*SOURCE INFORMATION*:
++++

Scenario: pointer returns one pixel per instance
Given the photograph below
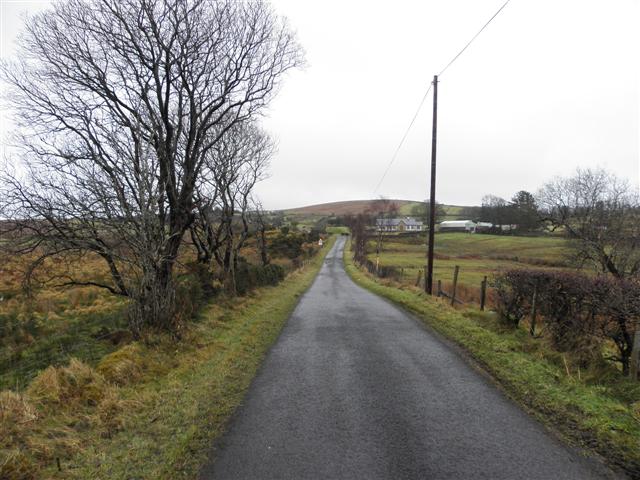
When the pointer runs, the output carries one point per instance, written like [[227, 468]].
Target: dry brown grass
[[68, 387], [123, 366]]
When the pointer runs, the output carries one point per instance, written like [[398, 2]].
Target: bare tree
[[235, 164], [601, 214], [119, 104], [260, 221]]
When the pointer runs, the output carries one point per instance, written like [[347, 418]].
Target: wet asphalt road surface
[[355, 388]]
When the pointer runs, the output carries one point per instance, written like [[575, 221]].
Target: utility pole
[[428, 284]]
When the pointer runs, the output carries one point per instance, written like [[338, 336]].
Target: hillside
[[353, 207], [350, 207]]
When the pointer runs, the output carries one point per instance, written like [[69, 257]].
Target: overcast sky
[[549, 86]]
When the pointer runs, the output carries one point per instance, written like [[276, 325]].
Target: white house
[[405, 224], [458, 226]]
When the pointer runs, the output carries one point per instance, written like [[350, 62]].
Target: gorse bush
[[251, 276], [579, 311]]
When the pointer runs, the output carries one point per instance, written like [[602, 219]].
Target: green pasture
[[477, 255]]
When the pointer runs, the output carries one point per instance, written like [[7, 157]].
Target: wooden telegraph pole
[[428, 284]]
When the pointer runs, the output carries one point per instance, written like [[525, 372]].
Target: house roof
[[457, 223], [394, 222]]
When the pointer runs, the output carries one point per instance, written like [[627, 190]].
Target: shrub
[[514, 293], [579, 311], [251, 276]]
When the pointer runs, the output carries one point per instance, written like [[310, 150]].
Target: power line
[[395, 154], [474, 37]]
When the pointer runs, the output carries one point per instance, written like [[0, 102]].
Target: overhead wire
[[397, 150], [474, 37], [395, 154]]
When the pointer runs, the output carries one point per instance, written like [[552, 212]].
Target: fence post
[[534, 301], [635, 355], [455, 285], [483, 292]]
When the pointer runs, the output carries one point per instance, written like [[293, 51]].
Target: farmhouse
[[405, 224], [458, 226]]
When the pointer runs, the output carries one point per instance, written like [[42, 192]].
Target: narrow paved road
[[357, 389]]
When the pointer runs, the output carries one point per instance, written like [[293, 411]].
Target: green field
[[476, 255], [595, 408]]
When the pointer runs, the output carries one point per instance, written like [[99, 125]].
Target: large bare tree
[[119, 103], [600, 213], [234, 166]]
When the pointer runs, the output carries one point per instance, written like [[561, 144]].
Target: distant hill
[[350, 207], [353, 207]]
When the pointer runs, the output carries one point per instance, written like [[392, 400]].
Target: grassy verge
[[149, 411], [600, 412]]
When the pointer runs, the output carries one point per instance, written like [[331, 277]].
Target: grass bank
[[148, 411], [597, 410]]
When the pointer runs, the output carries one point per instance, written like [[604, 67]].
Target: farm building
[[458, 226], [405, 224]]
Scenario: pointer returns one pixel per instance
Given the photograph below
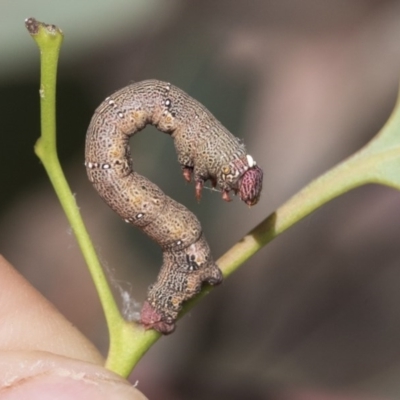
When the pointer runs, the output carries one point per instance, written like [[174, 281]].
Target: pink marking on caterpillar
[[205, 150]]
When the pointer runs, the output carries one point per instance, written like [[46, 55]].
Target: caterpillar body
[[206, 151]]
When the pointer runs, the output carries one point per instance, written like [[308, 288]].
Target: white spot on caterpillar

++++

*WHAT NEEDS TO BE DONE*: Would you copy, unchanged, the stretch of the records above that begins at the line containing "like [[293, 411]]." and ends at the line containing "like [[99, 125]].", and only that?

*WRITTEN RESPONSE*:
When the pointer runs, the output carries one point per instance, written like [[293, 411]].
Target: green field
[[476, 255], [595, 408]]
When the pointer runs, the output carries one point per instance, written like [[99, 125]].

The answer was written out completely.